SCHRIFTELIJKE OPDRACHT A:
Geef uit het fragment over streekuitdrukkingen het stuk tussen "Uit een ondeugend" en "is niks waard." letterlijk terug, beide inbegrepen.
SCHRIFTELIJKE OPDRACHT B:
Beantwoord deze vragen over het fragment over streekuitdrukkingen:
(i) Welke stamtafel was de bekendste leugentaofel uit de streek?
(ii) Wat betekent "onder taofel betalen"?
(iii) Hoe heten de teugels in de streek?

TE LEZEN FRAGMENT:
━━━━━━━━
Het loopt as een tiet, as nen trein, het gaat zeer vlot.
Uit een ondeugend versje: Het is een meid van Pierlahaoi, die eur gat getingeld aoi, het is een warmbloedig meisje.
Op nen teut vouwen, op een punt vouwen.
De bekendste leugentaofel uit de streek was de stamtafel bij hotel de Linde in Kloosterzande.
Als je te lang aan de stamtafel had gezeten, kon je thuis den hond over taofel vinden, dan kreeg je geen eten meer.
Je kon vroeger ook bij de notaris onder taofel betalen, met zwart geld betalen.
Op een feest kon je de beenen onder taofel steken, er eens goed voor gaan zitten om te feesten.
IJ is geen pijp toebak wjeird, hij is niks waard.
Ik zal ou us ne plak op ou toot geven, een klap voor je kop geven.
Ouw toot is te lank, je bent brutaal.
Het is eten is naar zijnen tand, hij vindt het heel lekker.
Ze hebben het nog lang getrokken op het feest, zijn ze lang gebleven.
Van iemand die niet meer naar het café kon was zijnen biertand getrokken.
Als je weet wat een toom is begrijp je ook de uitdrukkingen in toom houden en ook de teugels vieren, die bij ons leidsels heten.
Mijn grootvader kon alles gebruiken, un geriefken noemde hij allerlei onbeduidende voorwerpen.
Hij knosselde (knutselde) van alles aan elkaar, hij was nen echten trafiekigen.
━━━━━━━━
GESELECTEERDE GEGEVENS:
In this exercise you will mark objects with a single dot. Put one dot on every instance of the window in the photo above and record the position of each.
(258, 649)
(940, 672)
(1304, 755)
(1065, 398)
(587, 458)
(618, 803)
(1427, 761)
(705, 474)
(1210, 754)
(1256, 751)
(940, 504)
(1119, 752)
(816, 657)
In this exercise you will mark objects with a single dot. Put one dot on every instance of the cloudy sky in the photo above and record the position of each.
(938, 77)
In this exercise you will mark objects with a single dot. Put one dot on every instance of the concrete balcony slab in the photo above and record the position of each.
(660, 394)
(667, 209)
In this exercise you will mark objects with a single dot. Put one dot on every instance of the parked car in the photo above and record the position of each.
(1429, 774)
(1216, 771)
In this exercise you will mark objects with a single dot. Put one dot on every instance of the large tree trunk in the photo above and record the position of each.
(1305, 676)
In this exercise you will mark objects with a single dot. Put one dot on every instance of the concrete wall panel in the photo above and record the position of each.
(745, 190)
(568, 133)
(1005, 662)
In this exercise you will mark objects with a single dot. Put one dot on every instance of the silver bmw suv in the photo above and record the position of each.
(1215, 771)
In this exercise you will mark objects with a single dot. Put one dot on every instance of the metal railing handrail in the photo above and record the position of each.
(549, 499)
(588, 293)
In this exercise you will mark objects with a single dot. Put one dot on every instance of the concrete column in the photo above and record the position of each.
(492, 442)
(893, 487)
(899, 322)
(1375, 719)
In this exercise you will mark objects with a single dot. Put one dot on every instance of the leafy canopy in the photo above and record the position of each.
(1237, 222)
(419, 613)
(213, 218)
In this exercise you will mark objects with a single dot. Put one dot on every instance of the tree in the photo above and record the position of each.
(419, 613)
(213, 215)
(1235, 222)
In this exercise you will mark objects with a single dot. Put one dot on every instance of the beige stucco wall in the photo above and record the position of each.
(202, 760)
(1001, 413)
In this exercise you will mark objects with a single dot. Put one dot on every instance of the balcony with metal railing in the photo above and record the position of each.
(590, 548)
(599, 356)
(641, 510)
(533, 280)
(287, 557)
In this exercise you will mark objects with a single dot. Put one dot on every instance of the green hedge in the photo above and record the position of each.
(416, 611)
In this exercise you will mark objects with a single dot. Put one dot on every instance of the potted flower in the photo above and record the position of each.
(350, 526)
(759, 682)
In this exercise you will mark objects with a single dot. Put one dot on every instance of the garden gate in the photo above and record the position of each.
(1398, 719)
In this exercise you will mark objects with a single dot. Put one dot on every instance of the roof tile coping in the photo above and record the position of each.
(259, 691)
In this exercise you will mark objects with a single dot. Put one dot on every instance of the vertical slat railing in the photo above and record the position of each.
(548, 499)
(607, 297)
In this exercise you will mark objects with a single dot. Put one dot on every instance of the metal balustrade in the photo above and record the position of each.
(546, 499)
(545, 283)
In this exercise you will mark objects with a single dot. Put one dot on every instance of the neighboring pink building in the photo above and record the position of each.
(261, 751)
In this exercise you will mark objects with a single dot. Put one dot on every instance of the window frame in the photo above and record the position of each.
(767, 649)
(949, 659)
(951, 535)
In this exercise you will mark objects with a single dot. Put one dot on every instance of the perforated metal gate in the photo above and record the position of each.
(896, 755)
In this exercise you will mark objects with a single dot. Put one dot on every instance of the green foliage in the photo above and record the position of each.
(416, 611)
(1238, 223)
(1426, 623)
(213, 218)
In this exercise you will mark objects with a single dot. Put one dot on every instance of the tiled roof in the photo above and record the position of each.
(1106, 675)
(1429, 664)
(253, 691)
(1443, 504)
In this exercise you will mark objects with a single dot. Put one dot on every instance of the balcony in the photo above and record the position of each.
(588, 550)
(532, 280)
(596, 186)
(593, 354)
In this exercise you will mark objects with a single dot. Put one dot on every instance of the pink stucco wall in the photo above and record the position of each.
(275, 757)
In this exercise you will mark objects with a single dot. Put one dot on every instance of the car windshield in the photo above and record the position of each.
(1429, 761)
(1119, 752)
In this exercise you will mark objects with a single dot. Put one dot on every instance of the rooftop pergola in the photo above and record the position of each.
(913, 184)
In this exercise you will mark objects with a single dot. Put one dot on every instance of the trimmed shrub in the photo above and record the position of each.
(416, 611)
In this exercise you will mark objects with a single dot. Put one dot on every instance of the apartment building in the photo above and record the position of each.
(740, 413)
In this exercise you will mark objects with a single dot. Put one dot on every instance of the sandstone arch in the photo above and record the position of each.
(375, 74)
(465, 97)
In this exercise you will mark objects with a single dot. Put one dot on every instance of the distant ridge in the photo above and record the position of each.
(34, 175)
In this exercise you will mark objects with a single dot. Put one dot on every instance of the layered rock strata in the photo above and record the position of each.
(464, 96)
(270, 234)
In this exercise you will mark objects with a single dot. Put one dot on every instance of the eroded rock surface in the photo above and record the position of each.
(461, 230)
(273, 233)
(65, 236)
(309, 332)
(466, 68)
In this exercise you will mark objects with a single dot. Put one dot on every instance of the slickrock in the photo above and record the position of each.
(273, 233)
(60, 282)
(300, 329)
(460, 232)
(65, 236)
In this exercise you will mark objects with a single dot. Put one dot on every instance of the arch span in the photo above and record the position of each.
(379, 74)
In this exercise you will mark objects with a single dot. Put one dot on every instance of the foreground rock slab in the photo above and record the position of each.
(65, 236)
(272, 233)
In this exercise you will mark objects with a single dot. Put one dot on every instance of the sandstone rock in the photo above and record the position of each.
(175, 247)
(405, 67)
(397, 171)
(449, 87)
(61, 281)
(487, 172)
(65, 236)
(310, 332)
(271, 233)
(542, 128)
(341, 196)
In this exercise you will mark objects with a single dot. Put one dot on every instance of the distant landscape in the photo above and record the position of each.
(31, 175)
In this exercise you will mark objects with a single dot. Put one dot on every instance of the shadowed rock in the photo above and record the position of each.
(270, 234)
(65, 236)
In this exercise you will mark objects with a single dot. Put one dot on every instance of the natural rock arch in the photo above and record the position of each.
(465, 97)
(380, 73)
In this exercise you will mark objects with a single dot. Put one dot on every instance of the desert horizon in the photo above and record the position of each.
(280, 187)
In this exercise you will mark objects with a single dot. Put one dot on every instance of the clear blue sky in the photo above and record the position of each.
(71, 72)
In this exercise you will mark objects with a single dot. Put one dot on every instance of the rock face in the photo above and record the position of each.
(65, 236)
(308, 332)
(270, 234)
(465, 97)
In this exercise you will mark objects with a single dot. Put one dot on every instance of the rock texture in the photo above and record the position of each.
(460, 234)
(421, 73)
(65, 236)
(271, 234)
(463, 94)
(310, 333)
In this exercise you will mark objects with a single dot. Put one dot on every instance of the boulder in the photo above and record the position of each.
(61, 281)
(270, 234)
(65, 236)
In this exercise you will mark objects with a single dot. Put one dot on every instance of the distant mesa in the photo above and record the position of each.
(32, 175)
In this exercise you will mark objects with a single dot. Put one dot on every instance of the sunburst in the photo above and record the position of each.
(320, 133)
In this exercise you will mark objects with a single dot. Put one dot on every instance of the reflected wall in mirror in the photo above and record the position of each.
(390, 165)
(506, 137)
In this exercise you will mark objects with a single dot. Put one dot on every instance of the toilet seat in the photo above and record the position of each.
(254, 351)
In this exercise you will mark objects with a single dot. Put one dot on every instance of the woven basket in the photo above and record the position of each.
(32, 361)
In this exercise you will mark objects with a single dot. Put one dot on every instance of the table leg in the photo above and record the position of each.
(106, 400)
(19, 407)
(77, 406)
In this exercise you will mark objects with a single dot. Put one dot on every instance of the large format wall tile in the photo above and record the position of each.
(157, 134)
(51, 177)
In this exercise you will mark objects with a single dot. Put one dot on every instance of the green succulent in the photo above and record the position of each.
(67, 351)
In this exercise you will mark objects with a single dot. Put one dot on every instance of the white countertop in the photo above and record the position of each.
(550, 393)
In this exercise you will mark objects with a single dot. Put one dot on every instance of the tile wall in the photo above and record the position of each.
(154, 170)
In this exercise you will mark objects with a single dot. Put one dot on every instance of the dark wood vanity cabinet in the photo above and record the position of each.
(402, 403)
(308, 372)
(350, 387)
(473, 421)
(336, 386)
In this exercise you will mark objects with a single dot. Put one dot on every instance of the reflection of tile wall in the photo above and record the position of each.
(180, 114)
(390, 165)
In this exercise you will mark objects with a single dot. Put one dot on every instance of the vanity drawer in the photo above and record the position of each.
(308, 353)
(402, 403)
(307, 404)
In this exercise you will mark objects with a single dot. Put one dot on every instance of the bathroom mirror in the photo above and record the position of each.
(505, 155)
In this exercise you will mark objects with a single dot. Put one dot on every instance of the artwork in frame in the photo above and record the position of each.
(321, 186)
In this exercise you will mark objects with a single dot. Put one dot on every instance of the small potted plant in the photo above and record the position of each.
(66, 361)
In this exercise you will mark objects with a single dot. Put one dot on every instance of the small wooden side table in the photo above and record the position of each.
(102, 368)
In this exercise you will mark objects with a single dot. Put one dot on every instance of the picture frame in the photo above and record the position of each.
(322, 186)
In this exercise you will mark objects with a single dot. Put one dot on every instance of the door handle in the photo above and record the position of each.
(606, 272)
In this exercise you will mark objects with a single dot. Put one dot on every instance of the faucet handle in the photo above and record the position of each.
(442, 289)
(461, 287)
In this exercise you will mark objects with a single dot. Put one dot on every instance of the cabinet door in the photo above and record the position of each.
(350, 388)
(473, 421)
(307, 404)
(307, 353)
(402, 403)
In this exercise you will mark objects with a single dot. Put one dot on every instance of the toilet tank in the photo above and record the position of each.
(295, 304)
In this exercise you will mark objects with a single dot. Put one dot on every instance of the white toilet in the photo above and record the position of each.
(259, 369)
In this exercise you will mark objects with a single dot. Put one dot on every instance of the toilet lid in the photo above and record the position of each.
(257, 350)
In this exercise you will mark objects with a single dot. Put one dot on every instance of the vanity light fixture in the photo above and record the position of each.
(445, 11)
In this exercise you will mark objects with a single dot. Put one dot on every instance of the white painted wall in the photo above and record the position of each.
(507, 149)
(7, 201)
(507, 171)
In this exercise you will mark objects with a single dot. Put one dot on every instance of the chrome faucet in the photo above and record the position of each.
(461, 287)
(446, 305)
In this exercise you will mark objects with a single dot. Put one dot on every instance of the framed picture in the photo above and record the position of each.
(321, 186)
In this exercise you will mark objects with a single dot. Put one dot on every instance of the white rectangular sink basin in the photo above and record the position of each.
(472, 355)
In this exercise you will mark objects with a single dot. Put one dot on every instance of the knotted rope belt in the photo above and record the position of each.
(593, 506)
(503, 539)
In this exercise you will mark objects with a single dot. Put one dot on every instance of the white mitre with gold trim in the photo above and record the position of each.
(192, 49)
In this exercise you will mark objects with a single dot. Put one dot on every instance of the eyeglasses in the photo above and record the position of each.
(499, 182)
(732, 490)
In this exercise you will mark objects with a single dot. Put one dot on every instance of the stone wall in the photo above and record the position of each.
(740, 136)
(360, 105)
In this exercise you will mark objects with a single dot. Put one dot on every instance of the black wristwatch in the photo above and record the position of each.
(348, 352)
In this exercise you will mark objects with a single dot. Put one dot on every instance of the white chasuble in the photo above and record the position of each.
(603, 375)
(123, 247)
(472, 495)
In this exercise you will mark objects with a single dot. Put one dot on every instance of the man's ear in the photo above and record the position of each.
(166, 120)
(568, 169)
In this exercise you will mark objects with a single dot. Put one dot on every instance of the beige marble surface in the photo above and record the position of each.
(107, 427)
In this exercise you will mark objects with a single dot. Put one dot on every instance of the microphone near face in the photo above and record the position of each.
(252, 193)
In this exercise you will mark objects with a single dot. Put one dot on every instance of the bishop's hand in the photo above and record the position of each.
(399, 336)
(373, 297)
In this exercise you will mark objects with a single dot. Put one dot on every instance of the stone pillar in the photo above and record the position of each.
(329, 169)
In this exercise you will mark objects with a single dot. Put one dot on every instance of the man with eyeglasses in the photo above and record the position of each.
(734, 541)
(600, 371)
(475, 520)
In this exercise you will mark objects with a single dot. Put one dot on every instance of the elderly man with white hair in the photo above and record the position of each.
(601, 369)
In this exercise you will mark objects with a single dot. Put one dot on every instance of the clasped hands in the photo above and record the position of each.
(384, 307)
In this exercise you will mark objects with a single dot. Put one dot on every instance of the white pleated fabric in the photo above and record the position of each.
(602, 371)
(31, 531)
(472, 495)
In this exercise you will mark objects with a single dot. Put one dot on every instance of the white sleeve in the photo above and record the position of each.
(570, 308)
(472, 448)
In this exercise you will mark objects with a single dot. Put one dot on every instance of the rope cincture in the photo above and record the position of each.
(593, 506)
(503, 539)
━━━━━━━━
UITGEWERKT ANTWOORD A:
Uit een ondeugend versje: Het is een meid van Pierlahaoi, die eur gat getingeld aoi, het is een warmbloedig meisje.
Op nen teut vouwen, op een punt vouwen.
De bekendste leugentaofel uit de streek was de stamtafel bij hotel de Linde in Kloosterzande.
Als je te lang aan de stamtafel had gezeten, kon je thuis den hond over taofel vinden, dan kreeg je geen eten meer.
Je kon vroeger ook bij de notaris onder taofel betalen, met zwart geld betalen.
Op een feest kon je de beenen onder taofel steken, er eens goed voor gaan zitten om te feesten.
IJ is geen pijp toebak wjeird, hij is niks waard.

UITGEWERKT ANTWOORD B:
(i) De stamtafel bij hotel de Linde in Kloosterzande.
(ii) Met zwart geld betalen.
(iii) Leidsels.